What the exercise asks
Locate the line with "Where can the red sleeve" in the material. Copy that line and each one after it, through the last, exactly and with nothing else.

Coordinate annotation entries
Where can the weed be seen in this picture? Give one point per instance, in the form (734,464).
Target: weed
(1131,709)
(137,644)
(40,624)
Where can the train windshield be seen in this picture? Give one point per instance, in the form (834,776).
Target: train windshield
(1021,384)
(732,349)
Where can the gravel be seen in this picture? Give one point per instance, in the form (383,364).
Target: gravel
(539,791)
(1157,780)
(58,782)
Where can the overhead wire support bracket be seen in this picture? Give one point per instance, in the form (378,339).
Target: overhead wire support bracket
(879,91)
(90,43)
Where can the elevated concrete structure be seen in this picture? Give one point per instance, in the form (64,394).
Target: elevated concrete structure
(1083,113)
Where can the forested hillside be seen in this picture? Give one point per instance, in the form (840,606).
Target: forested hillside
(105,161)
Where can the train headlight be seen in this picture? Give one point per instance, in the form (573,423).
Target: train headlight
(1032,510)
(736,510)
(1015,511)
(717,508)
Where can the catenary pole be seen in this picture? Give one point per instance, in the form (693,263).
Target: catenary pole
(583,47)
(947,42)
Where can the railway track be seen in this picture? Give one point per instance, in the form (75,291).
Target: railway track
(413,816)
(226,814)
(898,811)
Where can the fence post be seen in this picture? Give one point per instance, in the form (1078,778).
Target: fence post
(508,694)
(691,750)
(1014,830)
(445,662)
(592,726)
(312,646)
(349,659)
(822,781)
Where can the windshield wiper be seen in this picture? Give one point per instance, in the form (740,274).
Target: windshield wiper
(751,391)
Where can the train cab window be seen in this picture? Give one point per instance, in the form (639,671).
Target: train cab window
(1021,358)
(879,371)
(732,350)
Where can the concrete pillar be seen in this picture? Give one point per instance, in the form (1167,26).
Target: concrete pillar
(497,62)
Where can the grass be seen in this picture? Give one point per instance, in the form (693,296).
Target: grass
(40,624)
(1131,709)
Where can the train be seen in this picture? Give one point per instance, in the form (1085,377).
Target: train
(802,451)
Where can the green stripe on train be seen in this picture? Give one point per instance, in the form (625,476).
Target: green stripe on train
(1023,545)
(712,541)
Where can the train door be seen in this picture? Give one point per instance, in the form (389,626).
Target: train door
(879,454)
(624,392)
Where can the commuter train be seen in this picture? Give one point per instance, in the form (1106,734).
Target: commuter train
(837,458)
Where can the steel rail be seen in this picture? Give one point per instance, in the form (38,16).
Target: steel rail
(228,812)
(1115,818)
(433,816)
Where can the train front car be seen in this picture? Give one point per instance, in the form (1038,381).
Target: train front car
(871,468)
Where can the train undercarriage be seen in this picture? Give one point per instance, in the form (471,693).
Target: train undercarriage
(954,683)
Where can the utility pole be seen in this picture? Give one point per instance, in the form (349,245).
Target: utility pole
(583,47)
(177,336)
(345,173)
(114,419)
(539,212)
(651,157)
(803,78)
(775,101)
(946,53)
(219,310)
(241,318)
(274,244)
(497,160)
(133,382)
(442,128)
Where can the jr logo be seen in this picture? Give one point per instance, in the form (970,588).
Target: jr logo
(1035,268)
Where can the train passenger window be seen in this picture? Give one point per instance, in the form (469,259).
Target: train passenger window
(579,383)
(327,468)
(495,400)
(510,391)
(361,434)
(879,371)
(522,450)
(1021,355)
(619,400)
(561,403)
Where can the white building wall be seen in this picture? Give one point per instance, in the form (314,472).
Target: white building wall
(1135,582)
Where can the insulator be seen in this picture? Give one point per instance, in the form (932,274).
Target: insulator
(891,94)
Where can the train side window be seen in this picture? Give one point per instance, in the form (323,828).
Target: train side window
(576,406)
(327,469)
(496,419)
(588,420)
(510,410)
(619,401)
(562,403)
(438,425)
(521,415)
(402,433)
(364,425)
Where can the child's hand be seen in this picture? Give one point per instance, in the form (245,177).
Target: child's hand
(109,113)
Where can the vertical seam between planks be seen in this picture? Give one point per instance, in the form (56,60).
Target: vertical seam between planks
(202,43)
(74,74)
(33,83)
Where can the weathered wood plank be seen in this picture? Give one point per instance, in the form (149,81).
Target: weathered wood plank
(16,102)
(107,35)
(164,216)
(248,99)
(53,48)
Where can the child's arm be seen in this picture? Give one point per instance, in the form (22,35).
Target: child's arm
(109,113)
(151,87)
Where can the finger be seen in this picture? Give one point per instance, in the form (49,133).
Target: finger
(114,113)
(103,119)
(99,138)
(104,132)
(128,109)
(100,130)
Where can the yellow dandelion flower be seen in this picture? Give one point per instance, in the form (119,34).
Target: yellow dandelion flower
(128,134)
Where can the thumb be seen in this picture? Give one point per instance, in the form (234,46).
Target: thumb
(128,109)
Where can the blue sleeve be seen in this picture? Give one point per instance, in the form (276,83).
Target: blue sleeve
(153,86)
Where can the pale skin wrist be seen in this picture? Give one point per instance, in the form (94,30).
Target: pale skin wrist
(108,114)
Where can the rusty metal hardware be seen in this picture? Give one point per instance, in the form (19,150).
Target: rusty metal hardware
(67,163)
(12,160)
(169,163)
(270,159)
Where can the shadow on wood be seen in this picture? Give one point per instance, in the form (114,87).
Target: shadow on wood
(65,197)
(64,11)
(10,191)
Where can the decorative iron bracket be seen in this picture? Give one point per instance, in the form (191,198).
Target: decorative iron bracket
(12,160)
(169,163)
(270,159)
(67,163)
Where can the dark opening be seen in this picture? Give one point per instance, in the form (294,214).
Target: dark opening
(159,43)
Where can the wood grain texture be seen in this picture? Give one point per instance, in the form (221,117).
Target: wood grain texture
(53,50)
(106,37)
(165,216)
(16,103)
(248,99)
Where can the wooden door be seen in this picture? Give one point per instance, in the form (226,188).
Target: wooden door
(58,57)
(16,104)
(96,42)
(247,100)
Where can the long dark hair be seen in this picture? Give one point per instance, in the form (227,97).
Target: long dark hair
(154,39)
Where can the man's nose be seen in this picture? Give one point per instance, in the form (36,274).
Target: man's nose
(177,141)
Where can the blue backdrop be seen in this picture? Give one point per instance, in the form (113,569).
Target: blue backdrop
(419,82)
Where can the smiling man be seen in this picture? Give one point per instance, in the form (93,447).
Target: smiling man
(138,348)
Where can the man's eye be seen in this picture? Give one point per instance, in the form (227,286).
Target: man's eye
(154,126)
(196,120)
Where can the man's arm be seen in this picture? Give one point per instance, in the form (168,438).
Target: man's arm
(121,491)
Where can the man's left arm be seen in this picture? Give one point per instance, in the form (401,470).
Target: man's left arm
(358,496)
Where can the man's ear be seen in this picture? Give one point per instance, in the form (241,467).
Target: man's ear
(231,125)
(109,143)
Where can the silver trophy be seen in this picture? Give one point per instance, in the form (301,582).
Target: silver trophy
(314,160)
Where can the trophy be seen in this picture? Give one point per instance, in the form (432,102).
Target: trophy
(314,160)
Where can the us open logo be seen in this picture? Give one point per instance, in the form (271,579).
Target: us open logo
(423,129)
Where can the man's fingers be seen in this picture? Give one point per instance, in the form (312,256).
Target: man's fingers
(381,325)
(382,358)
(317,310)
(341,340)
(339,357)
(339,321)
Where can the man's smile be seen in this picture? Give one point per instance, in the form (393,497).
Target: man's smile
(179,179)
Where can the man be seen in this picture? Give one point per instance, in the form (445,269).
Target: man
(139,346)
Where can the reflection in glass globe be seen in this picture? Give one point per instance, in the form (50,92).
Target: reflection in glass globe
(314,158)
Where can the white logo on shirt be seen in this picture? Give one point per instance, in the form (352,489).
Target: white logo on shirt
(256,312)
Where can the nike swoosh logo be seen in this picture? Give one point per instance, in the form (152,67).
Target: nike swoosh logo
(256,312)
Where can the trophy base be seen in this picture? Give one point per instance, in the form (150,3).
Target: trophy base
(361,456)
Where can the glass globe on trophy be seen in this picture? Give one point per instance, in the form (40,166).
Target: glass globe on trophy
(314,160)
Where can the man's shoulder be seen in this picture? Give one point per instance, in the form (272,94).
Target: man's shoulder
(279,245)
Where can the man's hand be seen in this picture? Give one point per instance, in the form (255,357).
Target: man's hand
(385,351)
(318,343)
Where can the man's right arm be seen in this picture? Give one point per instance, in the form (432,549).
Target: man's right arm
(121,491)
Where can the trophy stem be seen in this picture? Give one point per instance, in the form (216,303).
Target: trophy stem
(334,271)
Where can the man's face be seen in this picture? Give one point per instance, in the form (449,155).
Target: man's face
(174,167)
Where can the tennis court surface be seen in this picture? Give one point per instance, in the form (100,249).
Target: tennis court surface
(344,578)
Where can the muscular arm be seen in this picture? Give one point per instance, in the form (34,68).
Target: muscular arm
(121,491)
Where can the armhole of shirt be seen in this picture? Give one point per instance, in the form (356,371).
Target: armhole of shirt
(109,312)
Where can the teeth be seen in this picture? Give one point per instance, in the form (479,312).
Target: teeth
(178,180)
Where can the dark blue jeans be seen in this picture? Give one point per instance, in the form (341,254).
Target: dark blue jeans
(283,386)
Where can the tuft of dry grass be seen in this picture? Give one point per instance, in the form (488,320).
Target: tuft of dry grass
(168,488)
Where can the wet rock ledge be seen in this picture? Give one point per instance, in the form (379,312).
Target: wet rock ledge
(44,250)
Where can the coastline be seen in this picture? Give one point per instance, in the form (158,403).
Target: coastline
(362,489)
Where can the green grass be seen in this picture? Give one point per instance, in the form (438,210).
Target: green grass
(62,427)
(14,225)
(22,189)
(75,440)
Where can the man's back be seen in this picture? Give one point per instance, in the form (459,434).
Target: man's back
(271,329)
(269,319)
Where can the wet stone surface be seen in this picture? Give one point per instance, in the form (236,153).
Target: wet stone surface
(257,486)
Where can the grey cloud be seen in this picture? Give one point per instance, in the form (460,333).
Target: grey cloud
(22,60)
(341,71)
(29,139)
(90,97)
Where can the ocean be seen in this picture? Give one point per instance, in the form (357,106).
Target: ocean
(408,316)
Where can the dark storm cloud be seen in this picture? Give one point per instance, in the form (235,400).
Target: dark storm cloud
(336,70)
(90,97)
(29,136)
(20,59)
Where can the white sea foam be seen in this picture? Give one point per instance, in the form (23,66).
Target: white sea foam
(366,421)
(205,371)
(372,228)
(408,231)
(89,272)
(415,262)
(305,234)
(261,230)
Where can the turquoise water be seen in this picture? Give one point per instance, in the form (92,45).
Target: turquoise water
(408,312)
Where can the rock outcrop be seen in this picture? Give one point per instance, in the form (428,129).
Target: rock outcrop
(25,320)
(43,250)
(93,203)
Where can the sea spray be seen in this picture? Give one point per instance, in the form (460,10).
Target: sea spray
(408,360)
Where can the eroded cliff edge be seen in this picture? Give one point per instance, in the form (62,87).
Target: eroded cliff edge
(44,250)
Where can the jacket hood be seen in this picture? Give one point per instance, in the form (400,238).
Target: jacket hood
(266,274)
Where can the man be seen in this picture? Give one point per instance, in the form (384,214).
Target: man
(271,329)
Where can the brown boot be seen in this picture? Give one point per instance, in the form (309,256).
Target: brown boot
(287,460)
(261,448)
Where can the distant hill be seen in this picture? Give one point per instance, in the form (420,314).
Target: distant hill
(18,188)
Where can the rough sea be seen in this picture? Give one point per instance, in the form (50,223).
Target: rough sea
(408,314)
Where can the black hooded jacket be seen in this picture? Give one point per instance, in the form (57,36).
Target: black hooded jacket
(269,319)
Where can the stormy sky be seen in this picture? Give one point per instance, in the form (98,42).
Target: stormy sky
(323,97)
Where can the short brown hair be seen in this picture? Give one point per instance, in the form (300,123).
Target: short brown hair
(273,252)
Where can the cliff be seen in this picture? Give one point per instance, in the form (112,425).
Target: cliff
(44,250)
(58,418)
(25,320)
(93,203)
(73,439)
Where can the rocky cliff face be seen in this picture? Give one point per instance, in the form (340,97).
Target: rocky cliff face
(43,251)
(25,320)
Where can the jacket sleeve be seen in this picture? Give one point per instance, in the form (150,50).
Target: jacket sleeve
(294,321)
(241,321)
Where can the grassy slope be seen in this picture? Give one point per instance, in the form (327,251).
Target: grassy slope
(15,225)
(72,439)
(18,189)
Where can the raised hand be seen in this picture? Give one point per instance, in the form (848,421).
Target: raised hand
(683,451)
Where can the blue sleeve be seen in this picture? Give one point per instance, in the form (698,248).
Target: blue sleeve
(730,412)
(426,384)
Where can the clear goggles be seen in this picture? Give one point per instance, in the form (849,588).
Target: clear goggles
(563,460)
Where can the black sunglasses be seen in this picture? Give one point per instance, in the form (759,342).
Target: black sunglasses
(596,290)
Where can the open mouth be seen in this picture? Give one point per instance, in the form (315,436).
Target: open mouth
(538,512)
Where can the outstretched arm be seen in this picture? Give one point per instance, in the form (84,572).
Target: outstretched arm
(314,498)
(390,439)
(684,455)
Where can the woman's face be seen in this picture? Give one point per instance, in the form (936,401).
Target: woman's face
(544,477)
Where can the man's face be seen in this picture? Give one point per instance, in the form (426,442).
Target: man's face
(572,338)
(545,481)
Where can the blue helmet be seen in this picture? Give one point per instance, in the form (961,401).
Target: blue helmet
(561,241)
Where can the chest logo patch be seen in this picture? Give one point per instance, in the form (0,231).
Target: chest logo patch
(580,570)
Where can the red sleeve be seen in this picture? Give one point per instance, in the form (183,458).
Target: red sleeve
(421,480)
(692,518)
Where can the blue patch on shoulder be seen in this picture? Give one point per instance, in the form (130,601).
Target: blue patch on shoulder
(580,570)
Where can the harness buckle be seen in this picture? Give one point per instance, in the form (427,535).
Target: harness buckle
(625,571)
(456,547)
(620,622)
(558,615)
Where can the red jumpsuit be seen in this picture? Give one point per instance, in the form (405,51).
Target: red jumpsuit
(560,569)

The reply
Where can the red sleeve be seen in this picture? Give one point per instance, in the form (183,458).
Target: red sleeve
(421,480)
(692,518)
Where can the blue patch on shoulder be seen in this picture? Give one point per instance, in the form (130,601).
Target: blue patch on shoulder
(580,570)
Where can the harness buckle be seen in this picture? Give one point per instance, in the form (427,535).
Target: harness buckle
(625,571)
(456,547)
(620,622)
(558,615)
Where can the red jumpsuit be seen in this picture? Give one point per instance, in the form (405,51).
Target: red jumpsuit
(560,569)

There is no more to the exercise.